* BEGIN Provided records *

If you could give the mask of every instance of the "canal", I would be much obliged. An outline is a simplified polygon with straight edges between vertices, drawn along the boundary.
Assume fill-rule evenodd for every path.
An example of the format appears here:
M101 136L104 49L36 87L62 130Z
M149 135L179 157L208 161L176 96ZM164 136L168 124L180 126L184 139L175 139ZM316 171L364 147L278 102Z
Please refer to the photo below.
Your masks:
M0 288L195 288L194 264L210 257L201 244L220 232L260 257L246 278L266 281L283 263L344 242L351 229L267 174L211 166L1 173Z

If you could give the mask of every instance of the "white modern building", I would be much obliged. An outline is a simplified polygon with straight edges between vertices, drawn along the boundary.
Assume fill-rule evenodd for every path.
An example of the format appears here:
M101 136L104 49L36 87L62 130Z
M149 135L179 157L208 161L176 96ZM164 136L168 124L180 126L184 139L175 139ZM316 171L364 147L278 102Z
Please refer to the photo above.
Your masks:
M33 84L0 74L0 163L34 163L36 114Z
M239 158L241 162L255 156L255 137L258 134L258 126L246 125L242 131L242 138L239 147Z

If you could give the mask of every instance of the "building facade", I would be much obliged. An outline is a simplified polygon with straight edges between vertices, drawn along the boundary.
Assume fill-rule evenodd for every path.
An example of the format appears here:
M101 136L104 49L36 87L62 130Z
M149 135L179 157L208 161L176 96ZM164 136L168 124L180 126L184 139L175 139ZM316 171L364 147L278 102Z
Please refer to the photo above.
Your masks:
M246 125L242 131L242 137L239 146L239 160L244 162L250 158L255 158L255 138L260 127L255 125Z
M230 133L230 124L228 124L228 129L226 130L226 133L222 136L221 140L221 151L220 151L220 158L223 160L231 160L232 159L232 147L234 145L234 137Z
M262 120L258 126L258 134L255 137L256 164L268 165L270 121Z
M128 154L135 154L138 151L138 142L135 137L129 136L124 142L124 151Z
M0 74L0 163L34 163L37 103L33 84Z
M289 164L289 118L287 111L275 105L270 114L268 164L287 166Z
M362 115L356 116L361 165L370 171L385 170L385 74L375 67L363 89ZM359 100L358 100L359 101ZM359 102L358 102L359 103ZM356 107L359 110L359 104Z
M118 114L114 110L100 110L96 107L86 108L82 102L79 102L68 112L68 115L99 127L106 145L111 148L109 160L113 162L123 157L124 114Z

* END Provided records *

Written instruction
Print each of the entries above verbatim, keeping them in their original order.

The answer
If you could give the mask of every instance of the "canal", I would be much obliged. An outline is a simplified polygon with straight edges between vertices, drawn along the boundary.
Assume fill-rule evenodd for every path.
An example of the format appears here:
M101 136L104 49L36 87L62 130Z
M149 135L179 157L208 161L176 96ZM164 136L168 124L180 126L184 139L175 139ZM316 171L364 147L278 102Z
Please refer to the photo below.
Your masks:
M0 288L195 288L194 264L210 257L201 244L220 232L260 257L246 278L266 281L283 263L344 242L351 229L267 174L211 166L1 173Z

If you could give the mask of every instance of the "white modern building", I would be much obliged. An outline is a simplified polygon with straight edges between vertices, drawn along the boundary.
Assume fill-rule evenodd for every path.
An example of the format appears here:
M101 136L104 49L36 87L62 130Z
M149 135L179 157L208 161L176 96ZM164 136L168 124L180 126L184 139L175 139ZM316 171L364 147L278 102Z
Please refer to the photo above.
Your masks:
M33 84L0 74L0 163L34 163L36 114Z
M239 158L241 162L255 156L255 137L258 134L258 126L246 125L242 131L242 138L239 147Z

If you could give the mask of every instance of the "building facade", I would be much obliged. An outline is a simplified polygon with straight edges between vertices, drawn along the boundary.
Assume fill-rule evenodd for every path.
An example of the format appears here:
M101 136L104 49L36 87L62 130Z
M149 135L179 157L208 161L176 96ZM164 136L168 124L180 126L184 139L175 139ZM316 171L364 147L278 102Z
Please refer to the photo above.
Your masks:
M246 125L242 131L242 137L239 146L239 160L244 162L250 158L255 158L255 138L260 127L255 125Z
M230 133L230 124L228 124L228 129L226 130L226 133L222 136L221 140L221 151L220 151L220 158L223 160L231 160L232 159L232 147L234 145L234 137Z
M262 120L258 126L258 134L255 137L256 164L268 165L270 121Z
M128 154L135 154L138 151L138 142L135 137L129 136L124 142L124 151Z
M0 74L0 163L34 163L37 103L33 84Z
M289 164L289 118L287 111L275 105L270 114L268 164L287 166Z
M362 115L356 116L361 165L370 171L385 170L385 74L375 67L363 89ZM359 100L358 100L359 101ZM359 102L358 102L359 103ZM356 107L359 110L359 104Z
M118 114L114 110L100 110L96 107L86 108L82 102L79 102L68 112L68 115L99 127L106 145L111 148L109 160L113 162L123 157L124 114Z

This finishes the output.